_Stored data:_
━━━━━━━━━━━━━━━━━━━━

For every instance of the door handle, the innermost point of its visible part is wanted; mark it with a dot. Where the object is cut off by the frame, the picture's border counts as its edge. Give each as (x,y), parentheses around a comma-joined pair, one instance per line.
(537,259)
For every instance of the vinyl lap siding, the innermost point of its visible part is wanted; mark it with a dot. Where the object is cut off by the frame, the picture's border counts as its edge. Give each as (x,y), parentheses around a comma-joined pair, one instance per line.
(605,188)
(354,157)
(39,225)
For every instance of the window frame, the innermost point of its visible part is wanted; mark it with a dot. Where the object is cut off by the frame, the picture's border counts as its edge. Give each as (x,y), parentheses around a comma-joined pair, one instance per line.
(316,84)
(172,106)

━━━━━━━━━━━━━━━━━━━━

Arrange every record above as a two-column CSV with the header row instruction,coordinates. Give one row per record, with its text in the first column and its answer in the second, each in a single quoted field with line breaks replaced by spaces.

_Answer:_
instruction,coordinates
"For every instance of the door handle, the innermost point of its visible part is wanted; mark it with a dot. Where the object is cut off by the frame, the picture's border counts as its edge. Give each as (x,y), parentheses around a comma-joined pair, one instance per line.","(537,259)"
"For every instance of the vinyl lap siding, the innermost point of its visible part is wanted; mark it with a dot. Where the object is cut off by the frame, the picture's border counts as its edge. Give each as (x,y), parentheses around a comma-joined pair, one instance per line.","(605,188) (354,157) (39,225)"
"For every instance of the window frame, the innermost point of its visible part is wanted; mark it with a dot. Where the object is cut off by the frame, the picture's border counts as its edge. Give each as (x,y), parentheses around a comma-joined pair, one instance per line.","(316,84) (172,106)"